Consigne A:
Répondez aux questions suivantes à l'aide de l'article sur la preuve Facebook en matière de garde partagée.
(i) Quel tribunal doit décider de la garde des deux enfants ?
(ii) En quelle année le premier enfant du couple naît-il ?
(iii) Quel type de garde Monsieur demande-t-il ?
Consigne B: Poursuivez l'article sur la mise en preuve d'une conversation Facebook dans un dossier de garde partagée à partir de sa dernière phrase.

Extrait du document:

FACEBOOK : mise en preuve d’une conversation dans un dossier de garde partagée
Par Rachel Rioux-Risi
Rachel Rioux-Risi
Avocate
Dans la décision Droit de la famille – 161206, la Cour supérieure doit décider de la garde de deux enfants d’un couple qui ne s’entendent pas. À l’occasion du procès, Monsieur met en preuve une conversation issue de la page Facebook de Madame. Est-ce que cette preuve peut être acceptée par la cour?
Faits
Monsieur et Madame se rencontrent alors qu’ils sont encore adolescents. À 19 ans, en 2005, elle donne naissance à leur premier enfant. En 2008, Monsieur signe une requête pour la garde partagée. À l’occasion de cette requête, il invoque qu’il a cessé de faire vie commune avec Madame en 2007. Cette requête est homologuée. Il semblerait que cette requête ait été faite dans le but d’obtenir des prestations d’aide sociale. En 2008, le couple achète une maison et le second enfant nait. En 2014, le couple se sépare réellement et Madame quitte la maison avec les deux enfants. En 2015, elle emménage avec son nouveau conjoint et requiert désormais une garde complète. Monsieur, quant à lui, demande une garde partagée.

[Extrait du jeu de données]

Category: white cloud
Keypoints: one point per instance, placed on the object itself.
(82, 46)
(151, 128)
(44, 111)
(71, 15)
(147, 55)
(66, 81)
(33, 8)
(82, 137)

Corrigé A:
(i) La Cour supérieure.
(ii) En 2005.
(iii) Une garde partagée.

Corrigé B:
Pour soutenir sa demande de garde complète, Madame invoque que Monsieur a des problèmes de consommation d’alcool et de drogues. Elle ajoute qu’il ne supporte pas financièrement les enfants et est absent de leur vie. Il est jaloux et possessif et crée un climat malsain pour les enfants. Quant à la requête factice, signée en 2008, Madame indique qu’elle a été forcée de signer et qu’elle est désormais tenue solidairement à un remboursement de 30 000 $ au gouvernement.
Monsieur, pour soutenir sa demande de garde partagée, soutient qu’il est inquiet quant aux habitudes de consommation de son ex-conjointe. Il souligne au passage qu’elle l’empêche de s’impliquer dans la vie de ses deux enfants et que son nouveau conjoint n’est pas un bon modèle en raison de sa consommation de drogue. Relativement à la requête, il soumet que le couple envisageait la séparation.
Pour soutenir ses prétentions, Monsieur met en preuve des conversations privées que Madame a eues avec des tiers, par l’entremise de son compte Facebook. Madame s’objecte à cela, car cela viole son droit à la vie privée. Au surplus, elle remet en doute la fiabilité de cette preuve.
Questions
Considérant l’objection de Madame et ses motifs, est-ce que les conversations privées de Madame sur Facebook peuvent être mises en preuve ?
Analyse
La Cour débute l’analyse par un bref rappelle des principes qui sous-tendent l’objection de Madame.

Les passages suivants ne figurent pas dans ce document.